Exercise material start
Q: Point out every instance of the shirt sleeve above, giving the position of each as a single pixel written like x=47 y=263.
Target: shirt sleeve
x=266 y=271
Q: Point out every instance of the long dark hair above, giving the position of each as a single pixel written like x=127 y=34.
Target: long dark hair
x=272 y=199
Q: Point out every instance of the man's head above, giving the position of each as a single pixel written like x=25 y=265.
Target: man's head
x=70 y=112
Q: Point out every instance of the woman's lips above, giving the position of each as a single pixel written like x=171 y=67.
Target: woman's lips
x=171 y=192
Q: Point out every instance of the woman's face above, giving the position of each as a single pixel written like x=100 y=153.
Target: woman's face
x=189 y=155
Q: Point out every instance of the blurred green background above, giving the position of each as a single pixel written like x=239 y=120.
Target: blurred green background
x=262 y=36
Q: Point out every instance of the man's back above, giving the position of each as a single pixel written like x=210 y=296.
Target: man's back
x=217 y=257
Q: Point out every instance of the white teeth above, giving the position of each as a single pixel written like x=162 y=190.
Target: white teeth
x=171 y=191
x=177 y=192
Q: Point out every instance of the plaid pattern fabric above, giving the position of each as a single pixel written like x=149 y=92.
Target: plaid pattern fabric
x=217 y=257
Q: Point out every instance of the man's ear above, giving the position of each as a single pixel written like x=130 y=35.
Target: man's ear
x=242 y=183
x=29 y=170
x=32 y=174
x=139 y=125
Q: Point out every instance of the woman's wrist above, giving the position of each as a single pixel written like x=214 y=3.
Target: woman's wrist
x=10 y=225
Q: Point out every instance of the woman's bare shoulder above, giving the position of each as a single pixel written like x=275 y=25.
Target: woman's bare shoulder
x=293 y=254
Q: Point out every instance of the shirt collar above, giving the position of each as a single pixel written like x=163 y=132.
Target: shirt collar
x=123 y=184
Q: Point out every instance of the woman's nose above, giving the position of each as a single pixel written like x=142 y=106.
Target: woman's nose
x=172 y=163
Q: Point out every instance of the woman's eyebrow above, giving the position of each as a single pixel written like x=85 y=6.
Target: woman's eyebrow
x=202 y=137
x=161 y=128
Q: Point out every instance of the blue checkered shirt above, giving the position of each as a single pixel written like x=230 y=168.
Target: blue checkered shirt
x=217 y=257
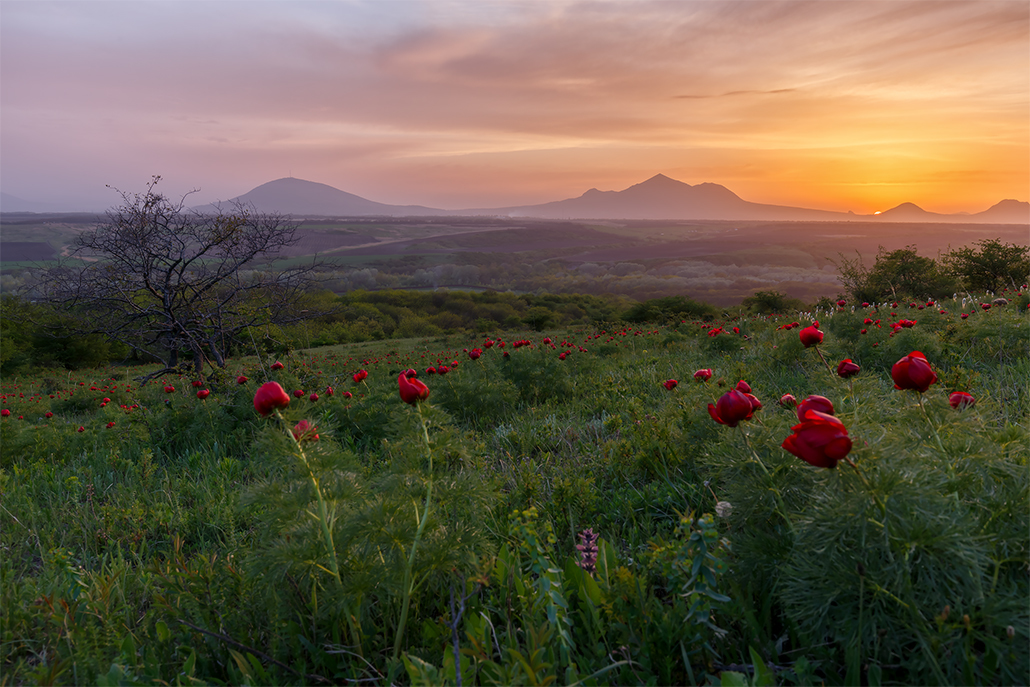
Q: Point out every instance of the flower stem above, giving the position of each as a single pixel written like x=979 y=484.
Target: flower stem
x=876 y=496
x=932 y=428
x=322 y=510
x=407 y=585
x=781 y=507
Exercise material end
The task
Copy all of the records above word for word, but leave the picture out of your copy.

Output for this task
Q: Point out every instance of the shirt sleeve above, giving the position of each as a single pixel written like x=47 y=263.
Target: shirt sleeve
x=266 y=271
Q: Point out every instance of the long dark hair above, giving the position of each as a single pixel written like x=127 y=34.
Target: long dark hair
x=272 y=199
Q: Point out every instance of the man's head above, giving the position of each as a single pixel written like x=25 y=265.
Target: man's head
x=70 y=112
Q: Point out every instance of the woman's lips above, giving the position of each as a single pixel written like x=171 y=67.
Target: woman's lips
x=171 y=192
Q: Point out every instance of the woman's face above, giving the position of each as a single pixel written like x=100 y=153.
Target: woman's face
x=189 y=155
Q: Point out every instance of the blurred green background above, giving the position of each as a single pixel written like x=239 y=120.
Target: blurred green background
x=262 y=36
Q: Point out every instance of the man's back above, giving the position of each as a single pixel written like x=210 y=296.
Target: man's back
x=217 y=257
Q: Point out every instance of the white teeth above, giving the position of each as a single pixel written like x=162 y=190.
Target: white teeth
x=171 y=191
x=177 y=192
Q: Point out every instance of the plaid pattern fabric above, giving the position of each as a single pixel written like x=149 y=92.
Target: plaid pattern fabric
x=217 y=257
Q: Point out every instance of the man's ear above, giving the position of each as a single pixel written like x=130 y=35.
Target: man's ear
x=242 y=183
x=29 y=170
x=32 y=174
x=139 y=125
Q: Point out every instance of the woman's wrist above, giving the position of each as a single pixel written like x=214 y=3.
Target: woman's wrist
x=10 y=225
Q: Point out every instance of the woman's bare shoulder above, giving the position of each as a single pixel written like x=275 y=25.
Target: woman's bare shoulder
x=293 y=254
Q: Point out every instance of the shirt collar above, giving the position of each as a single pixel written like x=163 y=132.
Target: shirt collar
x=123 y=184
Q: Point out every instance of the woman's nose above, giving the position of each as a single pixel written like x=142 y=106.
Target: woman's nose
x=172 y=163
Q: Point out every instance of the woman's eyebrow above, giving the position of each as a single pixel written like x=85 y=6.
Target: woman's eyebrow
x=202 y=137
x=161 y=128
Q: Point out every instance of the blue checkered shirt above, giving the position of each as a single pixel written like x=230 y=168.
Target: blue checkered shirt
x=217 y=257
Q: Point out every instance of the flower stem above, giving the position of each as a single pixel written like x=979 y=484.
Target: flower stem
x=876 y=496
x=932 y=428
x=322 y=510
x=407 y=585
x=781 y=507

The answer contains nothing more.